*** Opening EXTRACT PROVIDED ***

April 10, 2012
Physicist Geoffrey West will deliver Stanford's annual Hofstadter Lectures
Cities are the future of the world, with a million people a week becoming urbanized. From cities come the world’s problems, and also their solutions, says physicist Geoffrey West of the Santa Fe Institute. He addresses the problems of urbanization with the formulas of a scientist.
By Stephen Tung
Physicist Geoffrey West will give this year’s Robert Hofstadter Memorial Lectures on April 16 and 17.
Do biology, aging, cities, sustainability and metabolism have anything in common?
Yes, says theoretical physicist Geoffrey West, a Stanford graduate, former Stanford faculty member and former president of the Santa Fe Institute. He will come back to the Farm April 16 and 17 to answer that question at this year’s Robert Hofstadter Memorial Lectures. The lecture, presented by the Stanford Physics Department, is free and open to the public.
“Physicists appreciate that we can take our training and take it into areas where conventionally, it hasn’t played a major role,” West said in an interview.
West's concept of physics goes beyond the familiar notions of objects flying, light waves bouncing and superfast particles colliding. He searches for underlying mathematical formulas that characterize systems and that can be used to predict the future. West uses his methods of finding formulas to tackle problems in biology and social sciences.
“I come to it with a physics viewpoint, that is connecting things that superficially don’t look like they should be connected,” he said. “Kind of seeing a universality to the ways of thinking about questions about why we sleep, to the nature of the growth of cancer to the [question] why do companies die, to the physics of cities: seeing all of those in the same framework.”

*** Closing EXTRACT PROVIDED ***
*** Opening ENTRIES SUPPLIED ***

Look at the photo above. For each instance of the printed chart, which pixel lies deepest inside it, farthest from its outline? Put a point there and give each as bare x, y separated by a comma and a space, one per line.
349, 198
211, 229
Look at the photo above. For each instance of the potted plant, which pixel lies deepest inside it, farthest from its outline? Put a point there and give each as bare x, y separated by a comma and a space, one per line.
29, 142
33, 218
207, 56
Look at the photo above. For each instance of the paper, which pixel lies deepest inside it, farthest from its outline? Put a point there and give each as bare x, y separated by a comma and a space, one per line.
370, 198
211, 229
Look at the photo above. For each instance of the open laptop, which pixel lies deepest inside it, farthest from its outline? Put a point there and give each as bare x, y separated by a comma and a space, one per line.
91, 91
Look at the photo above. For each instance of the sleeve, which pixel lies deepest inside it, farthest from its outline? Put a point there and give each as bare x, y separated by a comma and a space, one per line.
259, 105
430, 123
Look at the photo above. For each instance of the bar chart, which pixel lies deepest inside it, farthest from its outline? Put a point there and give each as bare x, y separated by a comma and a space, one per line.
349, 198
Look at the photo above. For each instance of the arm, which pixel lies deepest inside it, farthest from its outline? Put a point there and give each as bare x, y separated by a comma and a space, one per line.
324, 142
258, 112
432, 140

*** Closing ENTRIES SUPPLIED ***

TASK LIST>
[A] In the piece on Geoffrey West's Hofstadter Lectures, on which dates will West give the Robert Hofstadter Memorial Lectures?
[B] Quote the piece on Geoffrey West's Hofstadter Lectures from "Do biology, aging, cities, sustainability" up to and including "in an interview.".

ANSWER SET>
[A] April 16 and 17.

[B]
Do biology, aging, cities, sustainability and metabolism have anything in common?
Yes, says theoretical physicist Geoffrey West, a Stanford graduate, former Stanford faculty member and former president of the Santa Fe Institute. He will come back to the Farm April 16 and 17 to answer that question at this year’s Robert Hofstadter Memorial Lectures. The lecture, presented by the Stanford Physics Department, is free and open to the public.
“Physicists appreciate that we can take our training and take it into areas where conventionally, it hasn’t played a major role,” West said in an interview.